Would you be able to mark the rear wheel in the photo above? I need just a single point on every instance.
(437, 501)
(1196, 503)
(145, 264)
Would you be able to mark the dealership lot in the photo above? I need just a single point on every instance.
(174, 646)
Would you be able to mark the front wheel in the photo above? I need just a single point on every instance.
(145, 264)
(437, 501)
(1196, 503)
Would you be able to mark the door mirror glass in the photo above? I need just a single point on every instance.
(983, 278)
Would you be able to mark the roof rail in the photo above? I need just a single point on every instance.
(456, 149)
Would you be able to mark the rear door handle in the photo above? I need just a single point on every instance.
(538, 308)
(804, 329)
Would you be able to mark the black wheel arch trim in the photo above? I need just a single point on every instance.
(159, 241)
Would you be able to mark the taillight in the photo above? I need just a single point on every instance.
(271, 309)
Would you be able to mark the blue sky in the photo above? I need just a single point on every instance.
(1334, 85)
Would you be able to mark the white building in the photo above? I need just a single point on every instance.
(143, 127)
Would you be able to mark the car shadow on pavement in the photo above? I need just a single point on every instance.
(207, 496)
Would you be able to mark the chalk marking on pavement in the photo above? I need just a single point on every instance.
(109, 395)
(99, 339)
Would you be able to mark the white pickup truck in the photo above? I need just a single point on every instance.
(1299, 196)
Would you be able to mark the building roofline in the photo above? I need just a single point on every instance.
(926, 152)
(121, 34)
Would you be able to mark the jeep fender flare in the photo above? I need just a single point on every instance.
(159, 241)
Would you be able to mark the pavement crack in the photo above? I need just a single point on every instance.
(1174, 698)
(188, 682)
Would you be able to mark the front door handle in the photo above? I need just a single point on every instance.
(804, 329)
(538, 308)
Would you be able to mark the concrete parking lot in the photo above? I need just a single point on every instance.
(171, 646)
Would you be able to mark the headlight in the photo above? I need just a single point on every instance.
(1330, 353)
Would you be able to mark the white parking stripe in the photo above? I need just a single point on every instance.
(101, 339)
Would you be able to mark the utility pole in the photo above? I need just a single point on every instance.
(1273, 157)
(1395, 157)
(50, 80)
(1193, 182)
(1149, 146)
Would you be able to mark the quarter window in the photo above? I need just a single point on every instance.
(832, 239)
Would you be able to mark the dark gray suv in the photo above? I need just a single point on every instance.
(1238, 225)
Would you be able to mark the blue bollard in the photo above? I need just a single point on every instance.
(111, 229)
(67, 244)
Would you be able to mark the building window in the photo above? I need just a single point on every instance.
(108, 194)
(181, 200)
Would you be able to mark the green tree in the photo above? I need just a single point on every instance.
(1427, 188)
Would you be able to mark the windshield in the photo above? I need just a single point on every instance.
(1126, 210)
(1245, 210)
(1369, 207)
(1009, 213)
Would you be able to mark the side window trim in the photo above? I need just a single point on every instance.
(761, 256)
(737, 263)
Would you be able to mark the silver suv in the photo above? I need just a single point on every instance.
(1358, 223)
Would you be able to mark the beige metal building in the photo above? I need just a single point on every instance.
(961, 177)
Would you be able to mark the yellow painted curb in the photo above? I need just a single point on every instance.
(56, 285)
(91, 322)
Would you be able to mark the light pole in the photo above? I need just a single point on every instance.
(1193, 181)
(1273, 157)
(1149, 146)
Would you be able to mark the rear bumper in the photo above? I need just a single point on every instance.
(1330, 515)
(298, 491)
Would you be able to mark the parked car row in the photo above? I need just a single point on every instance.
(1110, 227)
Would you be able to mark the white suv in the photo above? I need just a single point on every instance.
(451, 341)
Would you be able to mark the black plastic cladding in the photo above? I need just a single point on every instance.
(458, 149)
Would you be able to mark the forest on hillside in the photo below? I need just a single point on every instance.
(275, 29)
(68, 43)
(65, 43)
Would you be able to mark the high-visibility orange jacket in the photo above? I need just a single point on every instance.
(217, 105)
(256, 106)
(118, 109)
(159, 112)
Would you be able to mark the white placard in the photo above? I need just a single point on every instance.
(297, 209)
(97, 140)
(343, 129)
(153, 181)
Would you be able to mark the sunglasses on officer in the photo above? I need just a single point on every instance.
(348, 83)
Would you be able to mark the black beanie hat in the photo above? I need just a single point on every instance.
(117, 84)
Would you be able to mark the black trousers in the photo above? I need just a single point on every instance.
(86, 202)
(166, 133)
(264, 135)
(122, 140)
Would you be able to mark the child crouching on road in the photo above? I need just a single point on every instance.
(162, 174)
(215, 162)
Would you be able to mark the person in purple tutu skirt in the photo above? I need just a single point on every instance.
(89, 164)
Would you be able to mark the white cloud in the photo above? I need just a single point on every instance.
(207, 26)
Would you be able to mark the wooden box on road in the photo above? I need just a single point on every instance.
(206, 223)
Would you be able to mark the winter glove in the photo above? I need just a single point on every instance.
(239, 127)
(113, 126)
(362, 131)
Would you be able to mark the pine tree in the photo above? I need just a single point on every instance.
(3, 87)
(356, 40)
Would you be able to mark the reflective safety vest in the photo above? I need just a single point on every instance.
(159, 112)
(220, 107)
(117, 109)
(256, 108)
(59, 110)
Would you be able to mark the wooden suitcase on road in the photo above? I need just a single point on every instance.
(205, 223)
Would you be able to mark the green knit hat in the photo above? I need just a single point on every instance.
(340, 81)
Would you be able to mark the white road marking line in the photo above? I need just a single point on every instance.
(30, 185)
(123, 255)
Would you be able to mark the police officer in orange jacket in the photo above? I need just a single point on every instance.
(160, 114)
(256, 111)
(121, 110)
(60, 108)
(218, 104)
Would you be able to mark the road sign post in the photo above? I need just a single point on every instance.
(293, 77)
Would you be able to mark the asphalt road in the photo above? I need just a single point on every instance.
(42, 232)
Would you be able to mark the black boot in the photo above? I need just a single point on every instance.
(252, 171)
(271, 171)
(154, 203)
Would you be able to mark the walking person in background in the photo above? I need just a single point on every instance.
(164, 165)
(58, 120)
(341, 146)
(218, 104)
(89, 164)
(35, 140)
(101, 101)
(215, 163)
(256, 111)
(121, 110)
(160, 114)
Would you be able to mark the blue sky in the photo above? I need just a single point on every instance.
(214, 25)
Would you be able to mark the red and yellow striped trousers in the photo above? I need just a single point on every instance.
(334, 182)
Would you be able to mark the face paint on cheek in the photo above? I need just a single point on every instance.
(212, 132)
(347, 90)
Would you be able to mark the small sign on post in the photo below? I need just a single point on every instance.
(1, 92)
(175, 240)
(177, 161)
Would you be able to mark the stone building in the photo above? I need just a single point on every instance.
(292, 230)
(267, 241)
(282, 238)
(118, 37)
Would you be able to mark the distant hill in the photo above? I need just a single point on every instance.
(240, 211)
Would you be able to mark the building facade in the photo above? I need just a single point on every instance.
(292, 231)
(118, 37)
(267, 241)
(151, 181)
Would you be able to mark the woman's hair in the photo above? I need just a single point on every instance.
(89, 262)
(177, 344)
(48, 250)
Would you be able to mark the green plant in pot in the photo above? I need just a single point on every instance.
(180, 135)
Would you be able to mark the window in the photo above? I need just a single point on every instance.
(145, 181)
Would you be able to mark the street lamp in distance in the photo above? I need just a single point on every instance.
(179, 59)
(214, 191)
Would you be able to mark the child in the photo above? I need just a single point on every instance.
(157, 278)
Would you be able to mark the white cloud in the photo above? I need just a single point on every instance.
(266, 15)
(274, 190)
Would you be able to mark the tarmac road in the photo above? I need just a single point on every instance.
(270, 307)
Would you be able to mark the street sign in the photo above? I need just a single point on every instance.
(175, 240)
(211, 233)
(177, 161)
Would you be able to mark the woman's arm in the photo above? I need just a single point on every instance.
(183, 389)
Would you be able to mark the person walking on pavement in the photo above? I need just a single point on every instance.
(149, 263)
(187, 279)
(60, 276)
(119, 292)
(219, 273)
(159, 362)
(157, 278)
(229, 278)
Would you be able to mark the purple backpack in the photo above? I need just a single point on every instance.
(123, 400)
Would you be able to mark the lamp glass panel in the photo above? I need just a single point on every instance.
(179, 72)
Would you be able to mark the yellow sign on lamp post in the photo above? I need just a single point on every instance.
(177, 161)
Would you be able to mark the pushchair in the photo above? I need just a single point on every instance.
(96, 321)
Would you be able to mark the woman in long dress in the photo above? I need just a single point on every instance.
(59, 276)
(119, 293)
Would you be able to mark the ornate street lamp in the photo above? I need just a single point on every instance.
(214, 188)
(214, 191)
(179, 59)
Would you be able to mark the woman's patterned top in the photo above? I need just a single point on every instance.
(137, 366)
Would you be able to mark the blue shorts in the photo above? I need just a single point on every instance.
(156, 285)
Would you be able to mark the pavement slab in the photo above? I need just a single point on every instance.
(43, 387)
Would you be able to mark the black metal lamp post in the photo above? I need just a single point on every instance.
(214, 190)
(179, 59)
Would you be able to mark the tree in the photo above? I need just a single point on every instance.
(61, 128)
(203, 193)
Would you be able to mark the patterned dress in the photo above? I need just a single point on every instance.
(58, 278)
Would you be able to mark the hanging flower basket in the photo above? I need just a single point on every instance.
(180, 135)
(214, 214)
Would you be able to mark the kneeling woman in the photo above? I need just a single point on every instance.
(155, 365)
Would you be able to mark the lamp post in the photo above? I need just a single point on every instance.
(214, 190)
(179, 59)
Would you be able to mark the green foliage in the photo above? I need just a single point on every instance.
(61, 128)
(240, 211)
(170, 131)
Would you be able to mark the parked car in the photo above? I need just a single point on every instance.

---*---

▶ _Что сделать_
Пожалуйста, процитируй без изменений записи от строки, в которой есть «Would you be able to mark the woman's patterned», и до самого конца записей, включая обе границы.

▶ _Правильный ответ_
Would you be able to mark the woman's patterned top in the photo above? I need just a single point on every instance.
(137, 366)
Would you be able to mark the blue shorts in the photo above? I need just a single point on every instance.
(156, 285)
Would you be able to mark the pavement slab in the photo above? I need just a single point on every instance.
(43, 387)
Would you be able to mark the black metal lamp post in the photo above? I need just a single point on every instance.
(214, 190)
(179, 59)
Would you be able to mark the tree in the photo above? I need just a single point on every instance.
(61, 128)
(203, 193)
Would you be able to mark the patterned dress in the photo above? I need just a single point on every instance.
(58, 278)
Would you be able to mark the hanging flower basket in the photo above? I need just a single point on every instance.
(180, 135)
(214, 214)
Would you be able to mark the kneeling woman in the photo above? I need just a single point on every instance.
(155, 365)
Would you be able to mark the lamp post in the photo above? I need just a single point on every instance.
(214, 190)
(179, 59)
Would you be able to mark the green foliage in the photo above? I need just a single point on every instance.
(61, 128)
(240, 211)
(170, 131)
Would you be able to mark the parked car in the photo above? I need just a single point on every instance.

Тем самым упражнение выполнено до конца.